╔══

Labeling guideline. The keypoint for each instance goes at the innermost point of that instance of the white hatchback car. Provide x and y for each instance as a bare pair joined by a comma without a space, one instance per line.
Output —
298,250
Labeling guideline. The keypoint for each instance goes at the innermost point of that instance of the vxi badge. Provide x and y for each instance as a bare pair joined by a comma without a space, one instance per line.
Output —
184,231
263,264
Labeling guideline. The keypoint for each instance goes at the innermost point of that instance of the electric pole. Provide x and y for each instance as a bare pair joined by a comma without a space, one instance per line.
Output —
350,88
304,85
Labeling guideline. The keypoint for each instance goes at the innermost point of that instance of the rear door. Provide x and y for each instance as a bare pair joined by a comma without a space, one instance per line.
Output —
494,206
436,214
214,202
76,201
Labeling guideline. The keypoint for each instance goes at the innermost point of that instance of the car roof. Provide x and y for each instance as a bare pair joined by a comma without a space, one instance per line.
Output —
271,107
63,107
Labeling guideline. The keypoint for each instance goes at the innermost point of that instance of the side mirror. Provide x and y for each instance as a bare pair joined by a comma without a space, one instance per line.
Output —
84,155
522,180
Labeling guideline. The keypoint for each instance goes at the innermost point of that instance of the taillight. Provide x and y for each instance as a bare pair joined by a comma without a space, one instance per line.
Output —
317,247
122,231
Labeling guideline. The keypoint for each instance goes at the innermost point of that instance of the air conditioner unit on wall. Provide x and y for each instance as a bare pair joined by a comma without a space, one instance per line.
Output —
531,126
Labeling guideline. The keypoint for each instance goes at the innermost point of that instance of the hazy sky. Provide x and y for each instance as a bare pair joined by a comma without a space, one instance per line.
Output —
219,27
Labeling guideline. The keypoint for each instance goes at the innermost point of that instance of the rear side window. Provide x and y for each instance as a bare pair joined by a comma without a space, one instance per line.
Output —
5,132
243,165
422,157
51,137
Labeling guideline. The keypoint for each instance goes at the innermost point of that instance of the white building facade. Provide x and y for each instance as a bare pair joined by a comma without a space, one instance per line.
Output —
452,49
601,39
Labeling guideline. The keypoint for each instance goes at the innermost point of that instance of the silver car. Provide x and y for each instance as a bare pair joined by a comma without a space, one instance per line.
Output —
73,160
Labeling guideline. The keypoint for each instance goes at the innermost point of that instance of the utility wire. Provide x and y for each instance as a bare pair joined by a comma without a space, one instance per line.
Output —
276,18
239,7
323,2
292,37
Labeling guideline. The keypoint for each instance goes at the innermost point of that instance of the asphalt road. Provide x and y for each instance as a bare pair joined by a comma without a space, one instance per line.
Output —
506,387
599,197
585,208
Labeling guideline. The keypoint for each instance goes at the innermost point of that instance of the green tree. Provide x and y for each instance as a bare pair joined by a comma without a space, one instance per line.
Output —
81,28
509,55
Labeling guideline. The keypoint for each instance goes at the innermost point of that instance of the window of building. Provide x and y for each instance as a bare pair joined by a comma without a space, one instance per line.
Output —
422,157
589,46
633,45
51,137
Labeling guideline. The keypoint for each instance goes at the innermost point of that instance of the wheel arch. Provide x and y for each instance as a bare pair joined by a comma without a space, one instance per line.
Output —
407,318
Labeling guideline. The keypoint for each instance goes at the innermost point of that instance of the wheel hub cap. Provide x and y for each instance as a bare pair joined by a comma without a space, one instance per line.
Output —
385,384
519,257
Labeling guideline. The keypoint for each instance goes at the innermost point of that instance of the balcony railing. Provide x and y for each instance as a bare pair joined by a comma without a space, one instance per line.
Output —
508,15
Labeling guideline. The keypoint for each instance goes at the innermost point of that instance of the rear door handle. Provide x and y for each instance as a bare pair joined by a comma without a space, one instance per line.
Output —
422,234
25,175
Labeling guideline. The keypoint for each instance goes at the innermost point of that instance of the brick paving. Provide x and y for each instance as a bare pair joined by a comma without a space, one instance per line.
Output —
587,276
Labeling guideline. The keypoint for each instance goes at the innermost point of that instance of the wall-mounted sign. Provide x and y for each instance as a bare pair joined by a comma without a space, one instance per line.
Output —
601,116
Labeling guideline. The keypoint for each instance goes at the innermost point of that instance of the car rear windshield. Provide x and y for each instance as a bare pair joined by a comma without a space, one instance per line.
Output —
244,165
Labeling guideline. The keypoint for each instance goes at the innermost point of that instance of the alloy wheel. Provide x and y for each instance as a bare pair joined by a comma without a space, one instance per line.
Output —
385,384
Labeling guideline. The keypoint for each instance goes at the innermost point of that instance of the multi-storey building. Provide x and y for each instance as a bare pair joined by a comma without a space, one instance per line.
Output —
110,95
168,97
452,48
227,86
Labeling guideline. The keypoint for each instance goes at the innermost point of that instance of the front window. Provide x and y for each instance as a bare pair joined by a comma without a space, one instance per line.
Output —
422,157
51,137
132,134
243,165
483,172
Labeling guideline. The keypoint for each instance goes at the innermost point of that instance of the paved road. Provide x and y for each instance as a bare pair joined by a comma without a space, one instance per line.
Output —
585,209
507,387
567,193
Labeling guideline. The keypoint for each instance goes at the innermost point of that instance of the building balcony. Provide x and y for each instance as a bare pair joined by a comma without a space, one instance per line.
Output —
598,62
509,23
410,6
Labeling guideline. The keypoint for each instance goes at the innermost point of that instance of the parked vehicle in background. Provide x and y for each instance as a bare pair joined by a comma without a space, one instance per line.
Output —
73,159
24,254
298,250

╚══

● **EXERCISE DIRECTIONS**: Set down the data once more, exactly as shown above.

● **RESULT FOR THIS TASK**:
Labeling guideline. The keypoint for each instance goes at the innermost point of that instance of the white hatchback car. Provide x and y for each instance as a bare pair joined by a comma without a space, one instance per line.
Output —
298,250
Labeling guideline. The keypoint for each instance goes at the innermost point of that instance of the vxi badge. Provide x and y for each instance as a bare pair joined by a comma without a space, one instance per line.
Output —
184,231
263,264
Labeling guideline. The keypoint for each instance goes at the innermost point of that instance of the electric pole. Provide x and y for each instance as a bare pair joined by a comma without a space, one instance per line.
Output —
350,88
304,85
Labeling guideline. The keypoint for each instance goes at the innermost point of that instance of the rear door. Provide x and y for each instance as a bare pair joined by a comma without a space, one instance per line.
Output —
494,206
436,214
214,202
76,201
Labeling guideline. The keypoint for each instance goes at the innermost point of that instance of the car roof. Provide x and y for each instance as a bare pair joined by a comma without a space, one instance per line.
Output —
271,107
63,107
Labeling guideline. The keypoint for each instance goes at the innermost point of that instance of the side mirror. Provide x and y for each instance as a bare pair joined by a comma without a space, one instance per line.
Output —
84,155
522,180
Labeling guideline. The keypoint for each instance goes at the innermost point of that instance of the taillight. Provide x and y for each instance as a bare pair joined by a comma without a space, one instance per line.
Output —
317,247
122,231
Labeling guideline. The keypoint for each instance goes at the innermost point of that instance of the air conditioner unit on wall. Provide x and y for each instance as a bare pair joined by a comma without a space, one instance per line.
Output —
531,126
Labeling guideline. The keypoint for each instance goes at the innermost point of that instance of the hazy sky. Provide x and y for each instance as a bare pair joined by a comma without a space, one instance per line.
Output —
219,27
Labeling guideline. The keypoint for each instance goes at the innermost point of that instance of the rear side window. Provide x and y for each instance as a bare pair joined by a comma without a space, one instance per line.
Output —
5,132
243,165
422,157
51,137
Labeling guideline. The keypoint for each instance goes at the innermost point of that instance of the white building facade. Provide x and y for each instance as a bare pair joined by a comma without a space, one instance per line.
Output —
452,49
601,39
Labeling guideline. The keypoint for each instance goes at the innermost point of that instance of the silver car. Provide x and y for each instance as a bare pair joined by a comma without a space, one instance per line.
Output —
73,160
Labeling guideline. The keypoint for each instance goes at the innermost point of that instance of the utility wire. Provide x and y for each instance as a bare pair joined by a comma without a space, one instance per line.
Output —
276,18
239,7
323,2
292,37
Labeling guideline. The keypoint for each instance goes at the innermost point of that instance of the asphalt road. Provide x and y for each instance as a bare pair joined by a comma without a space, one instance per line.
Output —
506,387
599,197
585,208
Labeling guideline. The keypoint for each instance goes at the innermost point of that instance of the green tree. Provide x and y for each instance as a bare pair joined by a comma without a space, one instance per line.
Output —
81,28
509,55
Labeling guideline. The keypoint for each instance goes at the innermost point of that instance of the window of building. Provide x and y for each instance as a bare pair joined by a comma without a space, one instance per line.
Output —
422,157
589,46
633,45
51,137
Labeling guideline. The keypoint for each instance goes at the innermost point of that instance of the wheel arch. Provide x and y for each instance as a bare pair joined by a comma without a space, one instance per line.
Output —
407,318
Labeling guideline. The keypoint for each instance goes at the innermost point of that instance of the wheel hub cap. Provide x and y for each instance as a bare pair joined by a comma without a space, one instance per line.
Output —
385,384
519,257
Labeling guideline. The keypoint for each instance goes at the innermost point of that instance of the balcony railing. Provide x and y for each instance as a bare pair joined by a comma without a space, one instance per line.
Output —
508,15
Labeling guideline. The keypoint for each instance goes at the innermost point of that instance of the rear door handle. Provide x and y for each instance as a bare pair joined by a comma without a space, one instance per line.
Output —
422,234
25,175
Labeling guideline. The keypoint for each instance goes at the innermost point of that instance of the brick paving. Provide x and y for each instance as a bare pair joined by a comma without a space, one instance per line.
Output —
587,276
Labeling guideline. The keypoint for each instance goes at the innermost point of that instance of the wall-mounted sign. Provide x and y for each instance as a bare pair joined by a comma without a space, one instance per line.
Output —
601,116
Labeling guideline. The keypoint for each instance goes at the innermost point of that instance of the car rear windshield. Provide x and y for each instance as a bare pair joined by a comma without a space, one instance per line.
Output —
244,165
Labeling guideline. The keypoint for each instance goes at the innermost point of that instance of the alloy wheel. Provide x and y for each instance as a bare pair joined by a comma without a space, one instance per line.
Output —
385,384
Labeling guideline. The keypoint for each instance goes at the innermost point of that instance of the multi-storey building. Provide x and y for each instance as a bare pair joined by a comma without a space, one instance per line.
Output —
110,95
168,97
452,48
227,86
Labeling guideline. The keypoint for each instance goes at the innermost point of that instance of the front window. Provide x and y for each instance as a bare pair joined by a comma without a space, one instance per line.
Output —
422,157
51,137
132,134
243,165
483,172
Labeling guideline. The keypoint for each instance goes at the innermost point of that instance of the paved road. Provide x and y for each instance as a bare pair joined by a comma without a space, one instance per line.
Output —
585,209
507,387
567,193
Labeling guideline. The keypoint for each instance goes at the innermost point of that instance of the building balcony. Provide x and y for each instance as a bare pair joined by a comma without a space, one instance per line.
Output —
598,62
509,23
410,6
Labeling guideline. The keypoint for each instance goes at the innermost point of that instance of the parked vehicle in background. Provide x and y for each instance as a bare pair joined by a comma without a space, one instance per line.
Output —
73,159
24,254
298,250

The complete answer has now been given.